◆ PROBLEM STATEMENT ◆
Each entry that follows should be set down precisely, with its pictures removed.

◆ Stored data entries ◆
··········

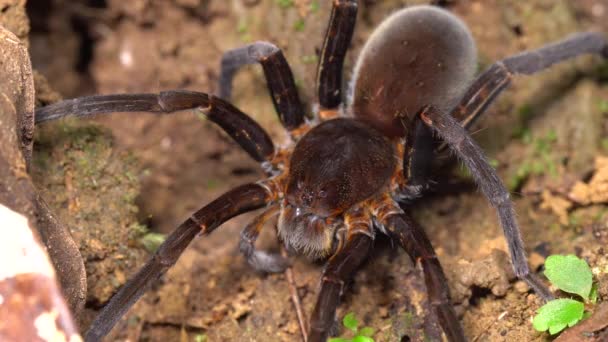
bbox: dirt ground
[10,0,608,341]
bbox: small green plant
[329,312,375,342]
[293,19,306,32]
[140,232,166,253]
[532,254,597,335]
[508,129,559,190]
[194,334,207,342]
[276,0,294,8]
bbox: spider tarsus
[240,238,290,273]
[522,273,556,302]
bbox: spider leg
[308,208,373,342]
[308,234,372,342]
[399,120,435,200]
[239,205,290,273]
[454,32,607,130]
[84,183,270,342]
[419,105,554,301]
[382,212,466,342]
[317,0,357,116]
[218,41,305,131]
[35,90,275,163]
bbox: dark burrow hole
[512,24,524,36]
[237,312,250,325]
[27,0,108,73]
[72,0,108,73]
[401,335,411,342]
[469,285,493,306]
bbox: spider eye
[297,180,304,190]
[318,189,327,198]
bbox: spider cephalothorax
[33,1,607,341]
[277,118,396,259]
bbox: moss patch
[31,119,147,305]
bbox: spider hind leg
[420,105,554,301]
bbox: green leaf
[544,255,593,299]
[343,312,359,332]
[532,298,585,335]
[589,283,598,304]
[328,338,350,342]
[353,336,374,342]
[358,327,375,337]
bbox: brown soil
[14,0,608,341]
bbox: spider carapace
[34,1,607,341]
[279,118,395,259]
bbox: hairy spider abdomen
[351,5,477,137]
[278,118,395,258]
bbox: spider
[35,2,607,341]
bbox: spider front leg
[239,205,290,273]
[85,183,271,342]
[308,233,372,342]
[381,211,466,342]
[317,0,357,116]
[35,90,274,163]
[453,31,607,129]
[308,207,373,342]
[419,105,554,301]
[218,41,305,131]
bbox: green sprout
[532,254,596,335]
[293,19,306,32]
[140,232,166,253]
[194,334,207,342]
[508,129,559,191]
[329,312,375,342]
[276,0,293,8]
[301,54,319,65]
[598,99,608,113]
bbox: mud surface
[17,0,608,341]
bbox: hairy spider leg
[400,120,435,199]
[383,212,466,342]
[35,90,275,163]
[239,205,290,273]
[317,0,357,118]
[419,105,554,301]
[308,234,372,342]
[218,41,305,131]
[84,183,271,342]
[304,199,377,342]
[453,32,608,133]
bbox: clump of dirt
[0,0,29,42]
[570,156,608,205]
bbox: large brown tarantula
[35,1,608,341]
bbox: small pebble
[514,280,530,294]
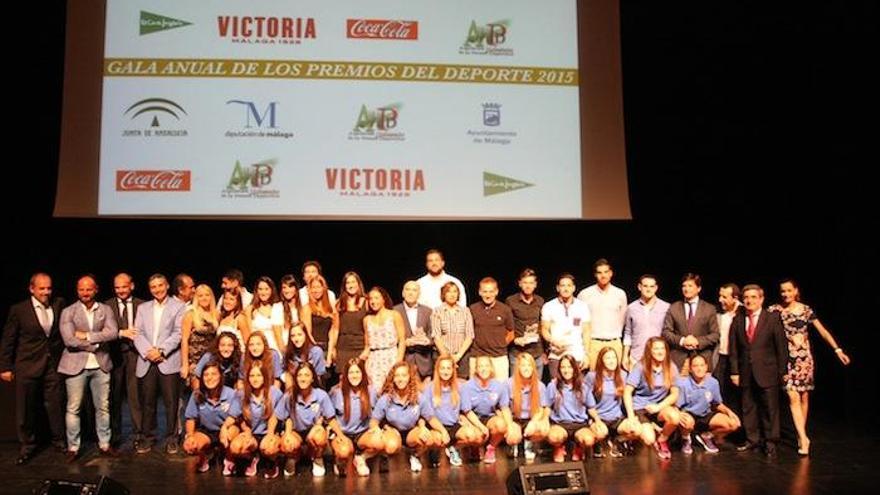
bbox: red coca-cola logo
[116,170,191,191]
[347,19,418,40]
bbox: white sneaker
[409,454,423,472]
[354,455,370,477]
[312,457,326,477]
[283,458,296,476]
[524,440,537,461]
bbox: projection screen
[56,0,629,220]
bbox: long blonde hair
[432,355,460,407]
[192,284,219,329]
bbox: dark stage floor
[4,416,877,495]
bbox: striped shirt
[430,304,474,355]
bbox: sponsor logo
[348,103,405,141]
[325,168,425,197]
[482,103,501,126]
[115,170,191,192]
[121,98,188,137]
[224,100,294,139]
[222,159,280,198]
[217,16,316,44]
[347,19,418,40]
[460,20,513,56]
[483,171,533,196]
[140,11,192,36]
[467,102,517,145]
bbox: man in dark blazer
[104,272,144,449]
[662,273,720,373]
[394,281,434,379]
[0,272,67,465]
[729,284,787,458]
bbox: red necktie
[746,313,757,343]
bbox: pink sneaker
[245,456,259,477]
[571,444,584,462]
[654,440,671,460]
[196,454,210,473]
[553,445,566,463]
[222,458,235,476]
[483,444,496,464]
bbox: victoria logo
[140,11,192,36]
[116,170,191,192]
[217,16,316,44]
[349,103,405,141]
[460,20,513,56]
[347,19,418,40]
[325,168,425,198]
[121,98,188,137]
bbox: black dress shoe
[99,446,120,457]
[764,443,777,458]
[15,453,33,466]
[736,441,758,452]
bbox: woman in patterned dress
[769,279,850,456]
[361,287,406,389]
[181,284,219,387]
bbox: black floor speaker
[36,476,129,495]
[506,461,589,495]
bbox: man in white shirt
[416,249,467,309]
[541,273,591,377]
[57,275,119,461]
[576,259,627,370]
[299,261,336,307]
[219,269,253,308]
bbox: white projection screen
[56,0,630,220]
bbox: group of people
[0,251,850,478]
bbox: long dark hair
[243,332,275,385]
[338,358,371,422]
[554,355,584,411]
[642,337,674,391]
[194,361,224,405]
[252,276,280,309]
[242,361,272,424]
[592,347,624,399]
[287,362,318,425]
[336,272,366,313]
[209,331,241,386]
[279,274,301,330]
[284,325,315,373]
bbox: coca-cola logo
[116,170,192,191]
[347,19,418,40]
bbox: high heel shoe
[797,438,811,457]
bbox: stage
[4,415,874,495]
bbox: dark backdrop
[2,2,874,440]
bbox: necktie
[120,300,129,329]
[37,304,50,335]
[747,313,757,343]
[686,302,694,325]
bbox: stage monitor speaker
[506,461,589,495]
[36,476,130,495]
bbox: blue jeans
[65,368,111,451]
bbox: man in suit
[729,284,787,458]
[58,275,118,461]
[394,281,434,379]
[0,272,67,465]
[104,272,144,449]
[133,273,186,455]
[662,273,720,374]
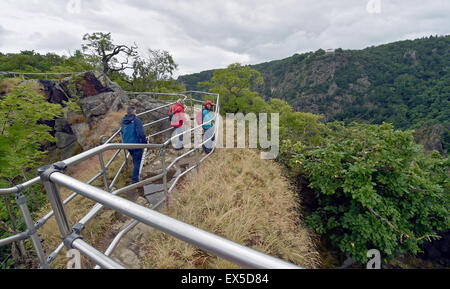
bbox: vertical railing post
[98,152,109,192]
[15,189,49,269]
[38,163,71,240]
[161,144,169,209]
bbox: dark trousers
[129,149,143,183]
[202,127,215,154]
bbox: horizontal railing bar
[0,232,29,247]
[150,127,174,138]
[163,116,217,147]
[62,143,162,168]
[126,91,187,96]
[103,103,174,144]
[71,239,125,269]
[166,129,216,172]
[50,172,300,269]
[137,102,175,117]
[143,117,169,128]
[0,71,83,75]
[0,177,40,195]
[111,172,164,196]
[183,91,220,97]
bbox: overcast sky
[0,0,449,77]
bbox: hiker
[168,99,188,150]
[121,107,148,184]
[199,100,216,154]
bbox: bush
[288,122,449,263]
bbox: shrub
[288,122,449,263]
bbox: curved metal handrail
[0,91,215,266]
[44,91,222,266]
[0,90,300,270]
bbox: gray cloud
[0,25,11,45]
[120,0,450,68]
[0,0,449,75]
[30,31,80,51]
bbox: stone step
[143,169,181,205]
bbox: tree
[131,49,179,91]
[82,32,138,75]
[270,98,327,147]
[0,82,63,267]
[199,63,264,114]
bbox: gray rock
[116,248,140,269]
[60,141,82,160]
[70,122,90,148]
[79,93,110,120]
[54,118,73,134]
[55,132,77,149]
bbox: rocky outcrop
[36,71,128,123]
[414,124,446,154]
[419,230,450,267]
[28,71,176,158]
[31,71,130,154]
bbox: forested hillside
[178,35,450,152]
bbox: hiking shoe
[137,186,145,197]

··········

◆ ANSWER TO THIS TASK ◆
bbox: dirt ground
[10,0,608,341]
bbox: small green plant
[329,312,375,342]
[293,19,306,32]
[140,232,166,253]
[532,254,597,335]
[508,129,559,190]
[194,334,207,342]
[276,0,294,8]
bbox: spider tarsus
[240,238,290,273]
[522,273,556,302]
bbox: spider leg
[308,208,373,342]
[308,234,372,342]
[399,120,435,200]
[239,205,290,273]
[454,32,607,130]
[84,183,270,342]
[419,105,554,301]
[382,212,466,342]
[317,0,357,116]
[218,41,305,131]
[35,90,275,163]
bbox: dark burrow hole
[512,24,524,36]
[237,312,250,325]
[27,0,108,73]
[72,0,108,73]
[401,335,411,342]
[469,285,493,306]
bbox: spider eye
[297,180,304,190]
[318,189,327,198]
bbox: spider cephalothorax
[33,1,607,341]
[277,118,396,259]
bbox: moss patch
[31,119,147,305]
bbox: spider hind leg
[420,105,554,301]
bbox: green leaf
[544,255,593,299]
[343,312,359,332]
[532,298,585,335]
[589,283,598,304]
[328,338,350,342]
[353,336,374,342]
[358,327,375,337]
bbox: brown soil
[14,0,608,341]
bbox: spider carapace
[34,1,607,341]
[279,118,395,259]
bbox: hairy spider abdomen
[351,5,477,137]
[278,118,395,258]
bbox: spider
[35,2,607,341]
bbox: spider front leg
[239,205,290,273]
[85,183,271,342]
[308,233,372,342]
[381,211,466,342]
[317,0,357,116]
[35,90,274,163]
[453,31,607,129]
[308,207,373,342]
[419,105,554,301]
[218,41,305,131]
bbox: green sprout
[532,254,596,335]
[293,19,306,32]
[140,232,166,253]
[194,334,207,342]
[508,129,559,191]
[329,312,375,342]
[276,0,293,8]
[301,54,319,65]
[598,99,608,113]
bbox: mud surface
[17,0,608,341]
bbox: hairy spider leg
[400,120,435,199]
[383,212,466,342]
[35,90,275,163]
[239,205,290,273]
[317,0,357,118]
[419,105,554,301]
[308,234,372,342]
[218,41,305,131]
[84,183,271,342]
[304,199,377,342]
[453,32,608,133]
bbox: clump of dirt
[0,0,29,42]
[570,156,608,205]
bbox: large brown tarantula
[35,1,608,341]
bbox: small pebble
[514,280,530,294]
bbox: red coca-cola logo
[116,170,191,191]
[347,19,418,40]
bbox: white sneaker
[409,454,423,472]
[354,455,370,477]
[312,457,326,477]
[283,458,296,476]
[524,440,537,461]
bbox: projection screen
[56,0,629,220]
bbox: long blonde hair
[432,355,460,407]
[192,284,219,329]
bbox: dark stage floor
[4,416,877,495]
bbox: striped shirt
[430,304,474,355]
bbox: sponsor logo
[348,103,405,141]
[325,168,425,197]
[482,103,501,126]
[115,170,191,192]
[121,98,188,137]
[224,100,294,139]
[222,159,280,198]
[217,16,316,44]
[347,19,418,40]
[460,20,513,56]
[483,171,533,196]
[140,11,192,36]
[467,102,517,145]
bbox: man in dark blazer
[104,272,144,449]
[662,273,720,373]
[394,281,434,379]
[0,272,67,465]
[729,284,787,458]
bbox: red necktie
[746,313,757,343]
bbox: pink sneaker
[245,456,259,477]
[571,444,584,462]
[654,440,671,460]
[196,454,210,473]
[553,445,566,463]
[222,458,235,476]
[483,444,496,464]
bbox: victoria logo
[140,11,192,36]
[116,170,191,192]
[217,16,316,44]
[349,103,405,141]
[460,20,513,56]
[347,19,418,40]
[325,168,425,198]
[121,98,188,137]
bbox: black dress shoe
[99,446,120,457]
[764,443,777,458]
[15,453,33,466]
[736,441,758,452]
bbox: woman in patterned dress
[769,279,850,456]
[361,287,406,389]
[181,284,219,387]
bbox: black floor speaker
[36,476,129,495]
[506,461,589,495]
bbox: man in white shirt
[416,249,467,309]
[541,273,591,377]
[57,275,119,461]
[576,259,627,370]
[299,261,336,307]
[219,269,253,308]
bbox: white projection screen
[56,0,630,220]
bbox: group of people
[0,251,850,478]
bbox: long dark hair
[243,332,275,385]
[338,358,371,422]
[554,355,584,411]
[642,337,674,391]
[194,361,224,405]
[252,276,280,309]
[242,361,272,424]
[592,347,624,399]
[287,362,318,425]
[336,272,366,313]
[209,331,241,386]
[279,274,301,330]
[284,325,315,373]
bbox: coca-cola logo
[116,170,192,191]
[347,19,418,40]
bbox: high heel shoe
[797,438,811,457]
bbox: stage
[4,415,874,495]
bbox: dark backdrop
[2,2,874,440]
bbox: necktie
[120,300,129,329]
[37,304,50,335]
[747,313,757,343]
[686,302,694,325]
bbox: stage monitor speaker
[506,461,589,495]
[36,476,130,495]
bbox: blue jeans
[65,368,111,451]
bbox: man in suit
[729,284,787,458]
[58,275,118,461]
[394,281,434,379]
[0,272,67,465]
[104,272,144,449]
[133,273,186,455]
[662,273,720,374]
bbox: vertical railing post
[98,152,109,192]
[15,189,49,269]
[38,163,71,240]
[161,144,169,209]
bbox: dark trousers
[129,149,143,183]
[202,127,215,154]
bbox: horizontal railing bar
[0,232,29,247]
[150,127,174,138]
[163,116,217,147]
[62,143,162,168]
[126,91,187,96]
[103,103,174,144]
[71,239,125,269]
[166,129,216,172]
[50,172,300,269]
[137,102,175,117]
[143,117,169,128]
[0,71,83,75]
[0,177,40,195]
[111,172,164,196]
[183,91,220,97]
bbox: overcast sky
[0,0,449,77]
bbox: hiker
[168,99,188,150]
[121,107,148,184]
[199,100,216,154]
bbox: bush
[288,122,449,263]
bbox: shrub
[288,122,449,263]
bbox: curved metal handrail
[0,91,215,266]
[44,91,222,266]
[0,90,300,270]
bbox: gray cloud
[0,25,11,45]
[120,0,450,68]
[0,0,449,75]
[30,31,80,51]
bbox: stone step
[143,169,181,205]
bbox: tree
[131,49,179,91]
[82,32,138,75]
[270,98,327,147]
[0,82,63,267]
[199,63,264,114]
bbox: gray rock
[116,248,140,269]
[60,141,82,160]
[70,122,90,148]
[79,93,110,120]
[54,118,73,134]
[55,132,77,149]
bbox: rocky outcrop
[36,71,128,123]
[414,124,446,154]
[419,230,450,267]
[28,71,176,158]
[31,71,130,154]
bbox: forested hillside
[178,35,450,152]
bbox: hiking shoe
[137,186,145,197]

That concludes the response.